Consignes:
[a] Dans le commentaire sur les livres, substituez "chambre" à "bibliothèque", puis recopiez le passage compris entre "Tiens c’est marrant" et "plus explicite !", bornes incluses.
[b] Répondez aux questions suivantes d'après le commentaire sur les livres :
(i) Par qui la version des « Malheurs de Sophie » mentionnée a-t-elle été revue et corrigée ?
(ii) Quel effet cette version avait-elle plutôt tendance à produire ?
(iii) Quels titres sont donnés entre parenthèses parmi les livres cités dans l'article ?
[c] Donnez la suite du commentaire sur les livres en partant de sa dernière phrase.

Extrait:
#####
Tiens c’est marrant j’aurais pas pensé que ce soit ce livre ! Moi j’avais dans ma bibliothèque “Les malheurs de Sophie” revus et corrigés par Gotlib et ça avait plutôt tendance à me traumatiser… Concernant les livres qui m’ont fait agir moi, je les ai tous cité dans l’article (Les années, Un tout petit monde, Martin Eden…) c’est juste que je ne les ai pas reliés aux actions (prendre des cours de quelque chose, décider de ne jamais ressembler à tel personnage de ce roman…), mais j’aurais peut-être pu détailler les changements de façon plus explicite !
#####
Lignes de données:
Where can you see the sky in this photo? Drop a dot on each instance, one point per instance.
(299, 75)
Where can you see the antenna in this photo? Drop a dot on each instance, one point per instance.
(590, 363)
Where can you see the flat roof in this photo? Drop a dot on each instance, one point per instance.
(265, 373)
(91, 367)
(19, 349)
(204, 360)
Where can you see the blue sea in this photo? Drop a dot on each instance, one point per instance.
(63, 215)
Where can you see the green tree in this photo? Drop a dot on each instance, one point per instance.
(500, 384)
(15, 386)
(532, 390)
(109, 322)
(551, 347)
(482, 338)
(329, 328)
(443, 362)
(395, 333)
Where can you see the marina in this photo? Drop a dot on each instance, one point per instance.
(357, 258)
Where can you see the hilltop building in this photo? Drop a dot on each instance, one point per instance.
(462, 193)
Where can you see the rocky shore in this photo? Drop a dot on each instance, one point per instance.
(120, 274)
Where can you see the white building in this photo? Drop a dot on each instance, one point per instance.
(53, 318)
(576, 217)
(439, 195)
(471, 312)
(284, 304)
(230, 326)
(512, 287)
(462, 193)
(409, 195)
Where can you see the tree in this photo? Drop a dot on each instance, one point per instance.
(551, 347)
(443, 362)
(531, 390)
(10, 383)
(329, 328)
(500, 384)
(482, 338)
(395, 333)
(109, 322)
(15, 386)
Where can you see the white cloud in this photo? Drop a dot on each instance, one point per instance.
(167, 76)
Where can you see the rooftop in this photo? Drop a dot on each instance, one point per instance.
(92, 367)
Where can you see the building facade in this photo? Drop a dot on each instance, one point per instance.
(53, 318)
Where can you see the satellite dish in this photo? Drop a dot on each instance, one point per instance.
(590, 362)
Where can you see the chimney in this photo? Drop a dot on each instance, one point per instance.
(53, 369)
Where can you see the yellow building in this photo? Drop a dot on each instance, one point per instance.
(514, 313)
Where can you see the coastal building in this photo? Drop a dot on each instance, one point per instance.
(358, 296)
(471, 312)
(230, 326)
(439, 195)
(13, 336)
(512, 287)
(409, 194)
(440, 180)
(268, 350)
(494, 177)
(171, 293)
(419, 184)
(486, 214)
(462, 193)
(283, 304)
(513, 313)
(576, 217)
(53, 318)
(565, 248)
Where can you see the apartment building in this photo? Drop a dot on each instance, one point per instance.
#####
Réponses par consigne:
[a]
Tiens c’est marrant j’aurais pas pensé que ce soit ce livre ! Moi j’avais dans ma chambre “Les malheurs de Sophie” revus et corrigés par Gotlib et ça avait plutôt tendance à me traumatiser… Concernant les livres qui m’ont fait agir moi, je les ai tous cité dans l’article (Les années, Un tout petit monde, Martin Eden…) c’est juste que je ne les ai pas reliés aux actions (prendre des cours de quelque chose, décider de ne jamais ressembler à tel personnage de ce roman…), mais j’aurais peut-être pu détailler les changements de façon plus explicite !

[b]
(i) Par Gotlib.
(ii) Elle avait plutôt tendance à traumatiser.
(iii) Les années, Un tout petit monde et Martin Eden.

[c]
Oui, j’ai mal exprimé ma pensée, j’aurais été curieuse des changements amenés par chaque livre ^^ Et pour la défense de ma chère Sophie (qui n’hésitait pas à aller bourrer de gnons les méchants), je tiens à dire que les moments où je la préfére, c’est bien dans Les vacances ^^ J’aurais pu citer d’autres romans, mais ça aurait été un peu malhonnête, je pense vraiment que c’est un de ceux qui m’a le plus influencé. Encore une fois, c’est loin d’être une source de fierté >_>”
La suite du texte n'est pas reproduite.